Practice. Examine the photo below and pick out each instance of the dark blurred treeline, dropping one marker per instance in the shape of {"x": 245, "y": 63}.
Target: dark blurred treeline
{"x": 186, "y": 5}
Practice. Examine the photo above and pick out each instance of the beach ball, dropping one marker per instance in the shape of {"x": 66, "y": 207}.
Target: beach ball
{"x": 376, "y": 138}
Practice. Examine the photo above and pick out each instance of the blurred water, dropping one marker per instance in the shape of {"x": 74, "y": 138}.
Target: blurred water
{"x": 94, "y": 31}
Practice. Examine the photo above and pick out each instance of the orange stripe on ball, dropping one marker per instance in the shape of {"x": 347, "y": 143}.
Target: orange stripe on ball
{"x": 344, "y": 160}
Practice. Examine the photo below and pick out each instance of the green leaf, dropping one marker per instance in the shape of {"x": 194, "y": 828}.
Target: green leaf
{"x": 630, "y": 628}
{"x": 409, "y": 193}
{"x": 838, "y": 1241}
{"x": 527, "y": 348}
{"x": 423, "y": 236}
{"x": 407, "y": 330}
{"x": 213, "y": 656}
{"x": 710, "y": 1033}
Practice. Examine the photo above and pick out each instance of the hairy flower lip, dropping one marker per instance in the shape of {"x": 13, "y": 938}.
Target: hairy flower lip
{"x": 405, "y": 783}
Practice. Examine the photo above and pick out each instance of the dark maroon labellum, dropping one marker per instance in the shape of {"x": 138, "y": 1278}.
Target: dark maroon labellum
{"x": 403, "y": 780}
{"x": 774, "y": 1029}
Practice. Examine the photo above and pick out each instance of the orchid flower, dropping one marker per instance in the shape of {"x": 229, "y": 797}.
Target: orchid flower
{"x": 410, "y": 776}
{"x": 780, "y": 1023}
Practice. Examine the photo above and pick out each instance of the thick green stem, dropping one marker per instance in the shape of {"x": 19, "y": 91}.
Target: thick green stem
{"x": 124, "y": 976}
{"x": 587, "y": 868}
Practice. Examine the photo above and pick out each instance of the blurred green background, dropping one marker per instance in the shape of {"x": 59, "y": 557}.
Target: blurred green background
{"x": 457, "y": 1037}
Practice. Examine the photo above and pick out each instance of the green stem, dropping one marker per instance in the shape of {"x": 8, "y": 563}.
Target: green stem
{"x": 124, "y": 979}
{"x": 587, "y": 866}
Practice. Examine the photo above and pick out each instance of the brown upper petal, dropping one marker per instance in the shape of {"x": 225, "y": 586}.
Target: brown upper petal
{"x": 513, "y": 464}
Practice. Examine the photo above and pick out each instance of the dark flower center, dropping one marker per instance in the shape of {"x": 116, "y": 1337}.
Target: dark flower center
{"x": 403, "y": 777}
_____
## YOUR TASK:
Return precisely the lines of the records, starting with the line that holds "the blurred green" and ending with the last one.

## RESPONSE:
Practice. Examine the photo above and pick out each instance of the blurred green background, dropping one marker per instance in the shape of {"x": 59, "y": 557}.
Target: blurred green background
{"x": 457, "y": 1037}
Practice. Examine the photo above and pick out each instance of the green stem, dropping one marker per instance in the shape of {"x": 8, "y": 563}.
Target: green stem
{"x": 124, "y": 979}
{"x": 587, "y": 866}
Practice. Examine the photo above and pick out each instance of the brown upper petal, dropping one marker per instance in the shape of {"x": 225, "y": 586}.
Target: brown upper petal
{"x": 513, "y": 464}
Practice. Examine the photo above and pick out each instance of the dark flower center, dropping one marker per instance in the shape of {"x": 116, "y": 1337}.
Target: dark flower center
{"x": 403, "y": 777}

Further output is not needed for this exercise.